▶ _Selección_:
========

Tolerancia, educación y paz

 

Héctor Hernández

 

“De los fumadores podemos aprender

la tolerancia. Todavía no conozco uno solo

que se haya quejado de los no fumadores.”

 

Sandro Pertini.

 

—¿Sabes cuál es la diferencia entre la ignorancia y la indiferencia?

—No sé ni me interesa.

 

Está claro, a partir de este diálogo anónimo, que alguien puede ser ignorante sin saber que lo es y alguien puede ser indiferente sin saber qué es la indiferencia. Pero es muy difícil que alguien sea un padre responsable sin saber que lo es, o que alguien sea culpable de delitos premeditados sin saber que lo es. En estos casos aunque es difícil encontrar ejemplos excepcionales de lo contrario, no es imposible. Por ejemplo, alguien puede planear muy cuidadosamente ciertas actividades sin saber que son delitos porque no conoce una nueva ley o porque está recientemente en un país donde se considera delito alguna actividad común en su lugar de origen, etc. “La ignorancia de ley no exime de su cumplimiento”, dice un principio jurídico. Sin embargo, hay características que es imposible tener sin saberlo. Por ejemplo, por definición, es imposible ser omnisapiente (alguien que lo sabe todo) sin saberlo.

¿A qué categoría pertenece el ser tolerante? ¿Es posible serlo sin saberlo? ¿Qué cosas no se deberían tolerar? ¿Cómo se justifica y se desarrolla la tolerancia? Un acercamiento a los diferentes rasgos de la tolerancia nos permitirá responder estas preguntas y otras relacionadas.

Dado que lo que debe alguien tolerar de otro es de muy diversos tipos (creencias, convicciones, gustos, preferencias, actos o formas de vida), es natural que existan diversas formas de tolerancia: religiosa, política, racial, sexual, étnica, cultural, etc.

========

▶ _Líneas extraídas_:
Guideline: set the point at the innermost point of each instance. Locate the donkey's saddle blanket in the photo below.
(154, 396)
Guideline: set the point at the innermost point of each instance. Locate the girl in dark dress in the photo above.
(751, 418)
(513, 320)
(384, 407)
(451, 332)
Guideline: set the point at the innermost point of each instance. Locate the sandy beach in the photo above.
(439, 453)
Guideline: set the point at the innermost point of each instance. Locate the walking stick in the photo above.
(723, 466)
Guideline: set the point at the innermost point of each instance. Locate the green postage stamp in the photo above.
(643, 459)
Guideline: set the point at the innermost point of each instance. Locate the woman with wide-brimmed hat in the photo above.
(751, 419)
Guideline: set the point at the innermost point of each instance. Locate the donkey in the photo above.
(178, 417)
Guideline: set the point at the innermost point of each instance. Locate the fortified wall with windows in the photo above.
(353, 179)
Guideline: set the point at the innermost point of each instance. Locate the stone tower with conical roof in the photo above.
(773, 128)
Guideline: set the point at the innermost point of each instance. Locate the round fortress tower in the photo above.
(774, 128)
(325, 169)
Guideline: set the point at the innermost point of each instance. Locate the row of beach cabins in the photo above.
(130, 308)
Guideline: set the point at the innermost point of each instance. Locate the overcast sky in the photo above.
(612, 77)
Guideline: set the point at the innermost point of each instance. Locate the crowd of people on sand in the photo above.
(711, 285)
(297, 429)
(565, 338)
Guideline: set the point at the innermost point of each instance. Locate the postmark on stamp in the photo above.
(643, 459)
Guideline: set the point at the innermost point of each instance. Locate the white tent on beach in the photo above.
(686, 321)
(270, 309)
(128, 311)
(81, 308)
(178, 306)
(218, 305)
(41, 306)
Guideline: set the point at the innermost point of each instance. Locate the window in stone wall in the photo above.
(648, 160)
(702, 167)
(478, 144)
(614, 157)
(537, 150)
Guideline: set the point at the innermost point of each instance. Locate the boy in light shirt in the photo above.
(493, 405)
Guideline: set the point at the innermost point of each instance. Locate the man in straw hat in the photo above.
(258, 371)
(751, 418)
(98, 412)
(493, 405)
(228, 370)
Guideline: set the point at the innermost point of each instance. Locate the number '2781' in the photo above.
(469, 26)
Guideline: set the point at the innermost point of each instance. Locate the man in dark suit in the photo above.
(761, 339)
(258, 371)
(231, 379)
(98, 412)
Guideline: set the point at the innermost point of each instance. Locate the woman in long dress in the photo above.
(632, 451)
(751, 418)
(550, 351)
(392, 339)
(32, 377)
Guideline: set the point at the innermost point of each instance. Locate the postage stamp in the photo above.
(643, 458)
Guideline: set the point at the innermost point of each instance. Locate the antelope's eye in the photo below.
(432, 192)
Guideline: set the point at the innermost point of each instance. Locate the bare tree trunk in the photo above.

========

▶ _Consigna_: Copia, por favor, el texto sobre la tolerancia completo y sin ningún cambio. Las líneas no guardan ninguna relación con el texto sobre la tolerancia.

▶ _Solución_:
Tolerancia, educación y paz

 

Héctor Hernández

 

“De los fumadores podemos aprender

la tolerancia. Todavía no conozco uno solo

que se haya quejado de los no fumadores.”

 

Sandro Pertini.

 

—¿Sabes cuál es la diferencia entre la ignorancia y la indiferencia?

—No sé ni me interesa.

 

Está claro, a partir de este diálogo anónimo, que alguien puede ser ignorante sin saber que lo es y alguien puede ser indiferente sin saber qué es la indiferencia. Pero es muy difícil que alguien sea un padre responsable sin saber que lo es, o que alguien sea culpable de delitos premeditados sin saber que lo es. En estos casos aunque es difícil encontrar ejemplos excepcionales de lo contrario, no es imposible. Por ejemplo, alguien puede planear muy cuidadosamente ciertas actividades sin saber que son delitos porque no conoce una nueva ley o porque está recientemente en un país donde se considera delito alguna actividad común en su lugar de origen, etc. “La ignorancia de ley no exime de su cumplimiento”, dice un principio jurídico. Sin embargo, hay características que es imposible tener sin saberlo. Por ejemplo, por definición, es imposible ser omnisapiente (alguien que lo sabe todo) sin saberlo.

¿A qué categoría pertenece el ser tolerante? ¿Es posible serlo sin saberlo? ¿Qué cosas no se deberían tolerar? ¿Cómo se justifica y se desarrolla la tolerancia? Un acercamiento a los diferentes rasgos de la tolerancia nos permitirá responder estas preguntas y otras relacionadas.

Dado que lo que debe alguien tolerar de otro es de muy diversos tipos (creencias, convicciones, gustos, preferencias, actos o formas de vida), es natural que existan diversas formas de tolerancia: religiosa, política, racial, sexual, étnica, cultural, etc.